Luke 23:48

And when all the crowds who had gathered there for this spectacle saw what had taken place, they returned home, beating their breasts.

Luke, on the whole, takes a more generous view of the witnesses of the Passion than the other Evangelists. There is little indication in the other gospels, for instance, that anyone feels great remorse over Jesus’ death. But in Luke’s Gospel, women mourn Jesus’ journey to the cross, one of those who are crucified with him defends and appeals to him, and now the crowds – indeed, Luke reports that it is “all the crowds” – grieve Jesus’ fate.

This offers, I think, another clue as to how to regard the cross. If God were the object of the work of the cross – as in those theories of atonement that stress Jesus’ death as a substitution for the punishment we deserve – then the disposition of the crowds would be of no consequence. In fact, it might be more appropriate if no one were sympathetic to Jesus’ cause, as that would be an even more pathetic – and therefore more costly – death.

But the crowds are affected by Jesus’ death. They grieve, they regret, they show remorse in their beating of their breasts. They know, that is, that what is happening is profoundly wrong, and in their grief they join the centurion in declaring Jesus’ innocent and the world and powers that put him to death as corrupt.

Such is always one of the chief effects of the cross – it stands as an accusation not simply against those who put Jesus there but of the whole world that condones and permits such a miscarriage of justice and, quite frankly, any expression of justice through such gruesome means. The very fact that anyone can die by crucifixion – or by hunger, lethal injection, war or disease, for that matter – points to a world that is fundamentally and fatally flawed, a world in need of redemption.

Point localization data
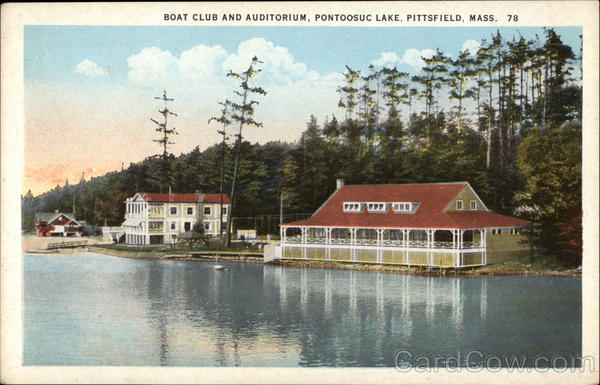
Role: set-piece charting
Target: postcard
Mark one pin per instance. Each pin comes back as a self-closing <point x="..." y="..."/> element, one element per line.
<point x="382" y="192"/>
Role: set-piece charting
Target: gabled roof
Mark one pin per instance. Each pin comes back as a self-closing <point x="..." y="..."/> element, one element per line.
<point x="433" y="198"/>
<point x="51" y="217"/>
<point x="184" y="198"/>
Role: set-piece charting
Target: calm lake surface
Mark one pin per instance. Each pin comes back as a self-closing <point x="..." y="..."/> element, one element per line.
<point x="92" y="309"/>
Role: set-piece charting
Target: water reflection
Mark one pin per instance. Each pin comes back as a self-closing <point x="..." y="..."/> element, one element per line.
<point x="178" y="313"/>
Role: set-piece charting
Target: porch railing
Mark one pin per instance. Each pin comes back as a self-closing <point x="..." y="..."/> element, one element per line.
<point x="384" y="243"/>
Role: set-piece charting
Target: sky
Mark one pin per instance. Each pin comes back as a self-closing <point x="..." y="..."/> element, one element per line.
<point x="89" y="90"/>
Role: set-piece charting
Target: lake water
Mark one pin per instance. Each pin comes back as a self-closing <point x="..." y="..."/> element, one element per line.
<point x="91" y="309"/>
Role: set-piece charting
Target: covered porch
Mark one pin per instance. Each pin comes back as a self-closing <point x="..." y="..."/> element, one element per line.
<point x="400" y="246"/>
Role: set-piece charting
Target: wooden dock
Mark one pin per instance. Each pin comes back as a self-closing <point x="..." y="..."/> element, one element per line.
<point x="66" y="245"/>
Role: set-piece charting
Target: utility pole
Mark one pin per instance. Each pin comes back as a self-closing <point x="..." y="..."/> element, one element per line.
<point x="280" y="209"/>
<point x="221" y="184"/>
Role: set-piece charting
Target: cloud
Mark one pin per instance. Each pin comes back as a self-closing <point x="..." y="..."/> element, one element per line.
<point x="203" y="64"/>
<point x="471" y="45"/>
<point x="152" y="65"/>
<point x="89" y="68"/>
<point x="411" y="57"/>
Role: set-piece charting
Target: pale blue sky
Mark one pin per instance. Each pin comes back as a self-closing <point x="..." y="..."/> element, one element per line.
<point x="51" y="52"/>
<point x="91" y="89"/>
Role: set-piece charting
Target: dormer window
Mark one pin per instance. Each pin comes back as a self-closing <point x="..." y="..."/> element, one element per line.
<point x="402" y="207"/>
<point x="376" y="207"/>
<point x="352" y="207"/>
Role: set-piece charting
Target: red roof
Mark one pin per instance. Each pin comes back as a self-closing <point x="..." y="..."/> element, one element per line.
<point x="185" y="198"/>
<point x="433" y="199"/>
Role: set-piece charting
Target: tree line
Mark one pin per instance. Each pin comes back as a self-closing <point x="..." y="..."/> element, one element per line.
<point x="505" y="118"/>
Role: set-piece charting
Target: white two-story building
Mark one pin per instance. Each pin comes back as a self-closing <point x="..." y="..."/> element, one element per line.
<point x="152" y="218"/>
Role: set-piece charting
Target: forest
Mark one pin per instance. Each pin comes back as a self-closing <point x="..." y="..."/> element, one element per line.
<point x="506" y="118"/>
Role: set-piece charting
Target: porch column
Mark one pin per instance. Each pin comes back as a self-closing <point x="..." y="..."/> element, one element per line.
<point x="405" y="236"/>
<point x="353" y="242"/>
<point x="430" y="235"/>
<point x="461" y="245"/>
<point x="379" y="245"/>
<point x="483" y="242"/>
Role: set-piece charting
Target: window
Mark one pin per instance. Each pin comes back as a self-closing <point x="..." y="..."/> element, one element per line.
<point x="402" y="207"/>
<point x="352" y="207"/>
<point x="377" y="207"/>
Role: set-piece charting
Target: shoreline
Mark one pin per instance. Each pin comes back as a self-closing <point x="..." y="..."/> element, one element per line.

*Tasks and exercises:*
a) In the commentary on Luke 23:48, why might it be more appropriate if no one were sympathetic to Jesus' cause, according to the theories of atonement that stress his death as a substitution for deserved punishment?
b) Write what follows the last sentence of the commentary on Luke 23:48.

*Responses for each task:*
a) Under those theories, with God as the object of the work of the cross, a death with no one sympathetic would be even more pathetic. That would make it a more costly death.

b)
Which leads to the second effect of the cross. For in the cross we see that God loved this flawed creation enough to enter into it fully and completely in the life – and now death – of Jesus. Such that Jesus’ death now hallows all those who have died unjustly or cruelly. For God in Jesus entered into our place and joined God’s own self to our fate that we might know that we are never alone, never absent God’s love and concern.

So the cross, seen this way, both accuses and comforts, both betrays the lie of this world that this is all there is as well as offers the promise of a better future in the nearer presence of God.

Prayer: Dear God, when we look upon the cross this week and always, remind us both of how far we and this world you created fall short and of just how far you will reach out to meet us and redeem us in love. In Jesus’ name, Amen.

 

Post image: James Tissot, “The Crowd Left Calvary Beating Their Breasts.”